## SHORT TASK
Reproduce everything from the line containing "Where can the chair" down to the end of the entries, keeping each request as it stands and shifting every number in the coordinates up by 112.

## DATA IN THIS EXERCISE

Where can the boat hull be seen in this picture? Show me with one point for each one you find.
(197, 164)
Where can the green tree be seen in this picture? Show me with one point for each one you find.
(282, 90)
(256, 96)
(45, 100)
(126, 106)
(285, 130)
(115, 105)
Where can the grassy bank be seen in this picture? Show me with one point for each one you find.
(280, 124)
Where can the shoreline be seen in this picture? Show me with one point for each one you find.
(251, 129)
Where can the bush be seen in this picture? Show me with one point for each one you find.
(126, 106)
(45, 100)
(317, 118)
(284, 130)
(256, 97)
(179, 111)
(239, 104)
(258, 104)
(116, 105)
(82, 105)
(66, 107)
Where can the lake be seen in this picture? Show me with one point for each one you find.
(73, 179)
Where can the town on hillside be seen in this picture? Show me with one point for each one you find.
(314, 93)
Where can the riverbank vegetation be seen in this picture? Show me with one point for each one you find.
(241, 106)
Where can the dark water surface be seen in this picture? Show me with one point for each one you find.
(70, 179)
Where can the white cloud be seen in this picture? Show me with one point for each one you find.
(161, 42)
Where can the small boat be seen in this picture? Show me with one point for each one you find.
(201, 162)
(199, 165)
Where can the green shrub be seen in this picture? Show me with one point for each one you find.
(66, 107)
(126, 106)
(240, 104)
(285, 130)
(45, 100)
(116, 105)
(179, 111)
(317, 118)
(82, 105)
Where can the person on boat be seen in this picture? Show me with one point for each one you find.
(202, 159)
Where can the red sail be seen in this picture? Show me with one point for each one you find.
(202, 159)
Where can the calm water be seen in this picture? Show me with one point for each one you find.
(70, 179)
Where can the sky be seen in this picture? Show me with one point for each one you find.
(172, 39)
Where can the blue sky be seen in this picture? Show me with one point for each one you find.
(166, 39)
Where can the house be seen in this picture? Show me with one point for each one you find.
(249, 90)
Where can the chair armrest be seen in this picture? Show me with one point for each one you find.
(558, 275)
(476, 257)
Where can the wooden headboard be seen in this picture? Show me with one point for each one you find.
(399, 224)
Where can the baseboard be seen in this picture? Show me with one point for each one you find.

## EXERCISE RESULT
Where can the chair armrest be seen in this picture? Show me with one point for each one you find.
(670, 387)
(588, 369)
Where can the wooden headboard be seen in this picture? Show me with one point for each one you find.
(511, 336)
Where can the baseboard be seen in this picture? Show me with one point for each one you find.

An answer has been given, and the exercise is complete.